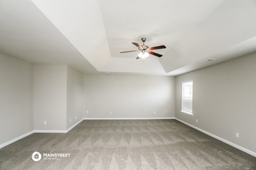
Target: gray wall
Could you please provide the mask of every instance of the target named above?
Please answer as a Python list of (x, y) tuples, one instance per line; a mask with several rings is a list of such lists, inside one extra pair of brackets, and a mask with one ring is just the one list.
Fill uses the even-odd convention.
[[(180, 112), (181, 83), (190, 80), (193, 116)], [(175, 117), (256, 152), (255, 87), (256, 53), (177, 76)]]
[(67, 69), (67, 129), (68, 129), (84, 117), (84, 87), (83, 74), (69, 66)]
[(0, 53), (0, 144), (34, 130), (33, 65)]
[(67, 129), (67, 65), (34, 65), (35, 130)]
[(174, 117), (174, 77), (92, 74), (84, 81), (85, 117)]

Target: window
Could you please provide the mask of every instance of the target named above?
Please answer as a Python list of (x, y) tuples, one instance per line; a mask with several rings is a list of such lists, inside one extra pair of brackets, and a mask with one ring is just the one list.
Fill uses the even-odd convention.
[(193, 81), (182, 82), (181, 112), (192, 115)]

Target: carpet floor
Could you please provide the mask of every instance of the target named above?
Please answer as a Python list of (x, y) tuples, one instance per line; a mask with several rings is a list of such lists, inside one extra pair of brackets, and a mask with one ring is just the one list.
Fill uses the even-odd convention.
[(256, 169), (256, 158), (174, 120), (84, 120), (2, 148), (0, 169)]

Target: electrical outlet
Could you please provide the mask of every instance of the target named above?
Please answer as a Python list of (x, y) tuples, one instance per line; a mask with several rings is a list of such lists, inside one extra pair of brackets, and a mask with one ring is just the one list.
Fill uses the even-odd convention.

■ **AIM OF THE TASK**
Can you render the whole listing above as a numbered list, one line per entry, with the blank lines and the pictures left out?

■ **SOLUTION FOR THIS PROBLEM**
1. Target: gray wall
2. Could you please provide the mask of every instance of the target named above?
3. Please answer as a Python list of (x, y) tuples, one instance per line; a mask with several rings is a list of such lists, inside one extra pair of brackets, and a mask with one ring is just the one list.
4. Fill uses the even-odd convention.
5. [[(180, 112), (181, 83), (190, 80), (193, 116)], [(175, 117), (256, 152), (255, 87), (256, 53), (177, 76)]]
6. [(67, 69), (67, 129), (68, 129), (84, 117), (84, 87), (83, 74), (69, 66)]
7. [(0, 53), (0, 144), (34, 130), (33, 65)]
8. [(67, 129), (67, 65), (34, 65), (35, 130)]
9. [(174, 117), (174, 77), (92, 74), (84, 81), (85, 117)]
10. Target: window
11. Could you please provide the mask of every instance of the target named above?
12. Please answer as a Python list of (x, y) tuples, one instance per line; a mask with several rings is a list of such lists, inside one extra pair of brackets, and a mask with one ring is just the one list.
13. Fill uses the even-odd convention.
14. [(193, 81), (182, 82), (181, 112), (192, 115)]
15. Target: carpet floor
16. Could you please provide the mask of every instance of the target named above?
17. Please answer as a Python list of (x, y) tuples, one instance per line; a mask with several rings is a list of such lists, inside one extra pair of brackets, and a mask with one ring is just the one list.
18. Fill uses the even-odd convention.
19. [(256, 169), (256, 158), (174, 120), (84, 120), (2, 148), (0, 169)]
20. Target: electrical outlet
21. Could you please provide the mask of every instance of the target named above?
22. Please answer as a Python list of (x, y) tuples, one instance per line; a mask with several rings is a list of such lists, inside one extra pair of brackets, and a mask with one ring is just the one list.
23. Fill uses the even-odd convention.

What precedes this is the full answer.